» APPLY WHAT YOU READ
**1)** Answer these questions from the injection molding text below, one line each:
(a) What is trimmed from freshly molded parts as a first step of post-processing?
(b) How many operators does the text say are needed to manage multiple machines?
(c) How long can the design and manufacturing of the mold take?
**2)** According to the injection molding text below, why is injection molding impractical for small production runs? Answer in one to three sentences.

---------- EXERCISE PASSAGE ----------

Injection Molding

How Plastic Injection Molding Works

01 Part & Mold Design

A design analysis is highly recommended to optimize your tool and part designs for manufacturability. This process often uncovers issues that need to be fixed, such as inadequate draft, thick-to-thin wall transitions and poorly-designed bosses. These problems should be resolved before tool construction begins. Gating, cooling and venting are also important considerations during tool design.

02 The Molding Process

Plastic pellets are placed in a heated chamber, where they melt. The two halves of the mold are tightly clamped together. The molten plastic is injected under high pressure into the closed mold cavity through the runner and gate system. The amount of material and pressure is precisely calculated so the resin fills the mold completely. Cooling channels built into the mold help to cool it quickly. The part is then ejected.

03 Post-Processing

As a first step, any runners or flashing are trimmed from the freshly-molded parts. If inserts were not placed in-mold, they can be heat staked into the plastic to make it easier to assemble with other components. They may also be ultrasonically welded to other parts. Injection molded parts may be painted and are often pad printed or laser marked to add labels and instructions.

Advantages & Disadvantages of Injection Molding

Advantages

High-Volume Production

Injection molding is extremely efficient for producing large quantities of identical parts, with cycle times that can be as short as a few seconds.
Low Cost Per Part

For large production runs, the cost per unit is very low, making it ideal for mass manufacturing.
Low Labor Costs

Injection molding is highly automated, requiring only one operator to manage multiple machines, which significantly reduces labor costs.
Design Flexibility

Injection molding enables you to create complex and intricate designs with fine details.
Precision & Consistency

Injection molding produces parts with tight tolerances and a high degree of consistency from one part to the next.

Disadvantages

High Tooling Costs

The cost of creating the custom mold can be very high, sometimes reaching tens or hundreds of thousands of dollars, making it impractical for small production runs.
Long Lead Times

The design and manufacturing of the mold can take weeks or even months. Once production starts, the cycle time for each part can be lengthy, depending on its size, thickness, and complexity.
Design Limitations

Parts must be designed with the molding process in mind. Features like undercuts and sharp corners can be difficult or expensive to produce, and uniform wall thickness is generally required.
Part Size Limitations

While there is no theoretical limit to the size, very large parts require enormous, expensive machines and molds, and can be prone to issues like warpage and uneven cooling.

Is Injection Molding a Good Fit for Your Application?

---------- EXTRACTED DATA ----------

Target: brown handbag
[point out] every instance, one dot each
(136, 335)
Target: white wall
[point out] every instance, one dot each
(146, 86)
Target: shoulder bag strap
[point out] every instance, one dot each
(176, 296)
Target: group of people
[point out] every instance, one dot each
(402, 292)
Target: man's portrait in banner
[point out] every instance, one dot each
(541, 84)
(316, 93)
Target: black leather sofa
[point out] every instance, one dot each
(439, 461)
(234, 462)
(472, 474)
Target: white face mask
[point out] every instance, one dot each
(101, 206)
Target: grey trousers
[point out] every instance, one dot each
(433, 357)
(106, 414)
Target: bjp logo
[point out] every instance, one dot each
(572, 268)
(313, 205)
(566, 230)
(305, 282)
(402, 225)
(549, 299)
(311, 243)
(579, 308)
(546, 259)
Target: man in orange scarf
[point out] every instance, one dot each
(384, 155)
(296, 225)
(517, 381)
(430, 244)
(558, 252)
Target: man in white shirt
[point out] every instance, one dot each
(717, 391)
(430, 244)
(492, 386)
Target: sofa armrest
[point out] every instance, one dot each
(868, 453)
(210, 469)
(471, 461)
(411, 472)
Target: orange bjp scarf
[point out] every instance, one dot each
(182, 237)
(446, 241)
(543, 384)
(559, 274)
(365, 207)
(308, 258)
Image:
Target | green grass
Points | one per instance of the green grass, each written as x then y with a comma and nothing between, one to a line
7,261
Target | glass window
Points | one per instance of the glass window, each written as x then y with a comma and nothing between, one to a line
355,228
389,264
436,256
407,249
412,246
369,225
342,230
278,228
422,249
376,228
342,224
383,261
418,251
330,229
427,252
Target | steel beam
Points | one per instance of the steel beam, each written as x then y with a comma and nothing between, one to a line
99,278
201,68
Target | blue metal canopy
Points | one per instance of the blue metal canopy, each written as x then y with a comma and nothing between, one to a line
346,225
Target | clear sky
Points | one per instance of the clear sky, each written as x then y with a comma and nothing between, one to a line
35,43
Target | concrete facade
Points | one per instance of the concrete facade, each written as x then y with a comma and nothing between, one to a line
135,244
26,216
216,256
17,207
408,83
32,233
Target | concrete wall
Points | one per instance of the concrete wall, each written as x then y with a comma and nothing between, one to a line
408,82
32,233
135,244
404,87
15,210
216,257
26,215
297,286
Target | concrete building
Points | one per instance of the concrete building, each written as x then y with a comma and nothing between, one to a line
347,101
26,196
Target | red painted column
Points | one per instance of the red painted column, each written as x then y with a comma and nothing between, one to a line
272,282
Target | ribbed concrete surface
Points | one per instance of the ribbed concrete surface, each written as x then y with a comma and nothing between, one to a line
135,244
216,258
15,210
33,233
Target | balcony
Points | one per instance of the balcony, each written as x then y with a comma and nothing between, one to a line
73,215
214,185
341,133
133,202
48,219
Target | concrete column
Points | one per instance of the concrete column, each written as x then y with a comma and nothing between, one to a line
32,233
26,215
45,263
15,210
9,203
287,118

----------

» ANSWERS TO THE EXERCISES
**1)**
(a) Any runners or flashing.
(b) Only one.
(c) Weeks or even months.

**2)** Creating the custom mold can cost a great deal, sometimes tens or hundreds of thousands of dollars. That high tooling cost makes the process impractical when only a small number of parts is needed.